Directions for this task: Extract the complete listing and output it unchanged.

Entries shown:
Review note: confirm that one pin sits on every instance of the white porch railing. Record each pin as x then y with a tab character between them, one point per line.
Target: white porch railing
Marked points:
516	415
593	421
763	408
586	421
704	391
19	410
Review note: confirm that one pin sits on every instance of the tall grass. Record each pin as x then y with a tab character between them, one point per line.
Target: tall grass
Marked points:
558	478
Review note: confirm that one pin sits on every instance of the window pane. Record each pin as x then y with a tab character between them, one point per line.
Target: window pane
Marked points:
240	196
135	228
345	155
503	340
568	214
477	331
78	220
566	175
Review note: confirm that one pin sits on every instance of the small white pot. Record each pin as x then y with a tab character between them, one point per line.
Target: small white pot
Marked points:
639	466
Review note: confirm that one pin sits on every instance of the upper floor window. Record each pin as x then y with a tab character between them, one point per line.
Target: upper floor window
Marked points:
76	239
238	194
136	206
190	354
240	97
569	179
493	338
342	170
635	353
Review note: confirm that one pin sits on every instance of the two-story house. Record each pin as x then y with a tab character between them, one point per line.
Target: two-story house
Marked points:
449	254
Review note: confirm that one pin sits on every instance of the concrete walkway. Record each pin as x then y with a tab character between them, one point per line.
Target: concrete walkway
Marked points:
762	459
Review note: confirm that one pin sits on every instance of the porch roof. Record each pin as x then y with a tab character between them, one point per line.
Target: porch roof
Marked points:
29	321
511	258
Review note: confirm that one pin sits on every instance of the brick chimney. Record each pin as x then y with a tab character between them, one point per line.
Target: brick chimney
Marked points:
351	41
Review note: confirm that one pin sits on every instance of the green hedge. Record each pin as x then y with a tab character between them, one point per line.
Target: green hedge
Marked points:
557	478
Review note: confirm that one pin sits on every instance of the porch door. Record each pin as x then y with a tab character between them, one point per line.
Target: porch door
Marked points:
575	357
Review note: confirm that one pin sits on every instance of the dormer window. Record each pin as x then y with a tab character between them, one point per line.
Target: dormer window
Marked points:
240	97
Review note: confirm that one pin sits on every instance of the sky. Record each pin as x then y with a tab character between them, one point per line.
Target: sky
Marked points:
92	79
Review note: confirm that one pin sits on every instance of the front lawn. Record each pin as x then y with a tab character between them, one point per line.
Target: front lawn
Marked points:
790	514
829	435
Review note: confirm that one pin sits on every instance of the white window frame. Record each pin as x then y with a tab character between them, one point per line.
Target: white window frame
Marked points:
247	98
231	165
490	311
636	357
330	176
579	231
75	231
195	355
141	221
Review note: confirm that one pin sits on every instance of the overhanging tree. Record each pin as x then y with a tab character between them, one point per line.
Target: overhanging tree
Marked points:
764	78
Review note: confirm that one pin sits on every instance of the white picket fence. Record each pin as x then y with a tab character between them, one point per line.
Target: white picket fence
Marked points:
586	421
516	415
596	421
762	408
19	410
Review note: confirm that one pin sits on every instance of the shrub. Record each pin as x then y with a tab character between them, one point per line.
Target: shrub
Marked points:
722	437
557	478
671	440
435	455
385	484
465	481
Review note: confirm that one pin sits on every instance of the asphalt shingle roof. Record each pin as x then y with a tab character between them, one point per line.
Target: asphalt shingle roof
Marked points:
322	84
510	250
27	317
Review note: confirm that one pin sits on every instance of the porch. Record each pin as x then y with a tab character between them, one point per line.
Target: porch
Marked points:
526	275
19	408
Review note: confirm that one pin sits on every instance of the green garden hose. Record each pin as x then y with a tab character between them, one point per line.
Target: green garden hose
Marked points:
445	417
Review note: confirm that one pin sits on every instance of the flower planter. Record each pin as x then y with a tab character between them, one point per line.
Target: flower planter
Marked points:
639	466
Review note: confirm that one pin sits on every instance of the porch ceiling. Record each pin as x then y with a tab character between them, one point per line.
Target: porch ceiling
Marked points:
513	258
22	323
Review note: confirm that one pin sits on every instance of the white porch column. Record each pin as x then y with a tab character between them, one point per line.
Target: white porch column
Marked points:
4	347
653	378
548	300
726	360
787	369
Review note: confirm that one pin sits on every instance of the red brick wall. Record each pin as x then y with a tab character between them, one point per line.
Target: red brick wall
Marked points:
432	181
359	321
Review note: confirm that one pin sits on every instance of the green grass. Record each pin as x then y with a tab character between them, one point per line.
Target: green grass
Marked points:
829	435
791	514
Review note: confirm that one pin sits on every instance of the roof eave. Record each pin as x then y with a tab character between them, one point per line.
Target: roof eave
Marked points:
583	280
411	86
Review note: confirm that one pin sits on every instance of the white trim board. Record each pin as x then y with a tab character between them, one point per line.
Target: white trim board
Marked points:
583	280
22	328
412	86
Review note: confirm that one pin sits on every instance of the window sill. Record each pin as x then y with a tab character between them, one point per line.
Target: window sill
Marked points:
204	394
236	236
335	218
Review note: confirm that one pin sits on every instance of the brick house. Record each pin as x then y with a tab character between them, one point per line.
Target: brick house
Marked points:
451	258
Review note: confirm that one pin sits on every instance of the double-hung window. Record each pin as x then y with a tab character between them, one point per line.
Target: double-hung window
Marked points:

Output below:
Review note: confirm that one pin sits on every instance of the white porch railing. Record each pin as x then y with a tab character between them, one point per line.
Target: white porch railing
Marked points:
516	415
593	421
763	408
586	421
704	391
19	410
Review note: confirm that one pin sits on every instance of the tall grass. Record each pin as x then y with a tab character between them, one point per line.
Target: tall grass
Marked points:
558	478
Review note: confirm that one pin sits on every instance of the window pane. Record each pin as x then y with a tab character between them, one point per line.
Target: window pane
Marked points:
240	196
135	228
345	155
503	340
568	214
477	331
78	220
566	175
Review note: confirm that one pin sits on every instance of the small white pot. Record each pin as x then y with a tab character between them, one point per line.
Target: small white pot
Marked points:
639	466
Review note: confirm that one pin sits on every instance of the upper floor window. Record each pin as x then y with a tab character between them, one point per line.
Target: upper floor window
Marked points:
76	239
238	194
136	206
190	354
240	97
569	179
493	338
342	170
635	353
Review note: confirm that one pin sits on every instance of the two-story house. Record each pin as x then y with a tab character between them, one point per line.
Target: two-story house
Marked points:
449	254
Review note: confirm that one pin sits on every instance of the concrete walkway. Record each pin as x then y with a tab character between them, one point per line.
Target: concrete walkway
Marked points:
762	459
Review note: confirm that one pin sits on every instance of the porch roof. Record each pin as x then y with a tab character between them, one point per line.
Target: porch roof
Marked points:
29	321
511	258
Review note: confirm that one pin sits on every instance of the brick chimney. Record each pin as x then y with a tab character between them, one point per line.
Target: brick chimney
Marked points:
351	41
Review note: confirm that one pin sits on every instance of the green hedge. Record each pin as x then y with a tab character between them, one point per line.
Target: green hedge
Marked points:
557	478
Review note: confirm that one pin sits on every instance of the porch door. Record each pin as x then y with a tab character between them, one point per line.
Target: porch door
Marked points:
575	357
Review note: confirm that one pin sits on every instance of the dormer window. Record each pin as x then y with a tab character between them, one point per line.
Target: dormer window
Marked points:
240	97
Review note: confirm that one pin sits on every instance of the sky. Record each pin as x then y with a tab character between them, one point per line.
Target: sky
Marked points:
92	79
Review note: confirm that one pin sits on every instance of the front lawn. Record each pin as x then y with a tab character between them, one point per line.
Target: front lawn
Marked points:
790	514
829	435
Review note: confirm that one pin sits on every instance of the white window frame. Record each pin as x then y with a tab character between them, one point per line.
Target: white window frame
Marked points:
247	98
231	165
490	311
636	357
330	176
579	231
75	231
195	355
141	221
Review note: confirm that one pin sits on every instance of the overhanging tree. Record each pin as x then y with a tab character between them, one point per line.
Target: overhanging tree
Marked points:
764	78
Review note: confirm that one pin sits on every instance of the white picket fence. Record each pin as x then y with a tab character between them, one point per line.
Target: white picket fence
Marked points:
586	421
516	415
596	421
762	408
19	410
Review note: confirm that one pin sits on every instance of the shrub. Record each pin as x then y with a tab character between them, one point per line.
Target: shrub
Marked points:
722	437
557	478
671	440
435	455
385	484
465	481
Review note: confirm that one pin sits on every instance of the asphalt shingle roof. Record each pin as x then y with a tab character between them, one point per line.
Target: asphalt shingle roof
Marked points:
322	84
510	250
27	317
Review note: confirm that one pin sits on every instance of the porch. Record each pin as x then y with a tab character between them, one point per line.
Target: porch
Marked points:
526	275
19	408
Review note: confirm that one pin sits on every instance of the green garden hose. Record each pin as x then y with a tab character between them, one point per line.
Target: green garden hose
Marked points:
445	417
Review note: confirm that one pin sits on every instance of the flower planter. Record each pin as x then y with a tab character between them, one point per line.
Target: flower planter
Marked points:
639	466
Review note: confirm that one pin sits on every instance of the porch ceiling. Record each pin as x then y with a tab character between them, one point per line.
Target: porch ceiling
Marked points:
513	258
22	323
Review note: confirm that one pin sits on every instance of the white porch column. Record each pin as x then y with a tab character between them, one point per line.
Target: white porch column
Marked points:
4	347
653	378
548	300
726	360
787	369
Review note: confirm that one pin sits on every instance of the red brick wall. Record each pin as x then y with a tab character between them, one point per line.
Target: red brick wall
Marked points:
432	181
359	321
Review note: confirm that one pin sits on every instance of the green grass. Record each pin as x then y with a tab character between them, one point per line.
Target: green grass
Marked points:
829	435
791	514
Review note: confirm that one pin sits on every instance of the roof eave. Record each pin as x then y with a tab character between them, one point per line.
Target: roof eave
Marked points:
583	280
411	86
Review note: confirm that one pin sits on every instance of the white trim board. Record each pin as x then y with a tab character between them, one point per line.
Target: white trim board
Marked points:
583	280
22	328
412	86
Review note: confirm that one pin sits on every instance of the window sill. Record each pin as x then y with a tab character between them, one point per line.
Target: window sill
Marked points:
204	394
236	236
335	218
Review note: confirm that one pin sits on every instance of the brick house. Record each pin as x then y with a tab character between them, one point per line.
Target: brick house
Marked points:
451	258
Review note: confirm that one pin sits on every instance of the double-hung window. Record each pin as x then y with a tab character between them, one point per line.
Target: double-hung window
Marked points:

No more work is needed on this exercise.